▸ **Available records**
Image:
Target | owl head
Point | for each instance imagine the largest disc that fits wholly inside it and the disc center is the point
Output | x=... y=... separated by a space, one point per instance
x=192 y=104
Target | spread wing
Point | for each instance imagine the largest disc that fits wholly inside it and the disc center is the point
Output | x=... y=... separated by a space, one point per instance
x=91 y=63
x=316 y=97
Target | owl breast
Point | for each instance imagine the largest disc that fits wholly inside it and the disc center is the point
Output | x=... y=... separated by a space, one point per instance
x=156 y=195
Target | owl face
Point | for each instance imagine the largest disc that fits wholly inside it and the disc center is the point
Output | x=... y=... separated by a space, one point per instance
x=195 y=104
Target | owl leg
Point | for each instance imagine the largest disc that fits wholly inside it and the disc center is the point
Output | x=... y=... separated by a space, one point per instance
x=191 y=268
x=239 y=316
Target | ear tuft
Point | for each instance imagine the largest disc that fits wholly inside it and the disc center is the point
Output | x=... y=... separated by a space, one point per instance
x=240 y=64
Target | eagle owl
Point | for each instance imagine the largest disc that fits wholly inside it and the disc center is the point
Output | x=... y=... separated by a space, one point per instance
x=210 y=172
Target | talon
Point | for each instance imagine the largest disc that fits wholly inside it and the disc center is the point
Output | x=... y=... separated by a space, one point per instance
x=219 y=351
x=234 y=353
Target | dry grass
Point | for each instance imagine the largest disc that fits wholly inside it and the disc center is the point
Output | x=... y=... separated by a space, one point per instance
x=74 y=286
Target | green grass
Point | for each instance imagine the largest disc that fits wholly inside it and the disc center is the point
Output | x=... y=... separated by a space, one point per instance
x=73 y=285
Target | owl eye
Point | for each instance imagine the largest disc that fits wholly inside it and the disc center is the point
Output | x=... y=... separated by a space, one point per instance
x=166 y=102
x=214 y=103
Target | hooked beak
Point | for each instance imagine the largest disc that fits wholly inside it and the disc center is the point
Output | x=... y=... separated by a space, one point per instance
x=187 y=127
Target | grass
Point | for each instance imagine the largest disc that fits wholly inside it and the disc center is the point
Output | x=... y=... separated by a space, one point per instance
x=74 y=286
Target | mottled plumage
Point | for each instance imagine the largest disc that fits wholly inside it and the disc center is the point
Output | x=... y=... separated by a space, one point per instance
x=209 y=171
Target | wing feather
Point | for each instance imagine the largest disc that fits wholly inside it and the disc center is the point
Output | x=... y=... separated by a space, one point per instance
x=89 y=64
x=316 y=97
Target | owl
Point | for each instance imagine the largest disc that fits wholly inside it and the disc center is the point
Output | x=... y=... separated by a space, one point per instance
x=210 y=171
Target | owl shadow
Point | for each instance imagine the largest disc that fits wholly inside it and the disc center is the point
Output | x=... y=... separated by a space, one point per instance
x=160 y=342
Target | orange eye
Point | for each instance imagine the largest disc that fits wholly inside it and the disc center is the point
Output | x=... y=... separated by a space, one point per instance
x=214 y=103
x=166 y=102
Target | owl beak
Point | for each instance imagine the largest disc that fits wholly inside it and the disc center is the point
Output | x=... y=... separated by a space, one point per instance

▸ **Exercise description**
The result should be the lines from the line with "Target | wing feather" to the last line of the material, returned exactly and without any other line.

▸ **Answer**
Target | wing feather
Point | for each instance imagine the largest disc that fits wholly inside it and the disc center is the point
Output | x=... y=... separated by a space, one point per instance
x=89 y=64
x=316 y=97
Target | owl
Point | for each instance imagine the largest disc that fits wholly inside it and the disc center is the point
Output | x=... y=... separated by a space, one point per instance
x=210 y=171
Target | owl shadow
Point | for each instance imagine the largest disc that fits wholly inside it and the disc center is the point
Output | x=... y=... separated by a space, one point per instance
x=160 y=342
Target | orange eye
Point | for each instance imagine the largest disc that fits wholly inside it and the disc center is the point
Output | x=... y=... separated by a space, one point per instance
x=214 y=103
x=166 y=102
Target | owl beak
Point | for each instance imagine the largest disc that fits wholly inside it and the disc center is the point
Output | x=... y=... separated by a space, one point per instance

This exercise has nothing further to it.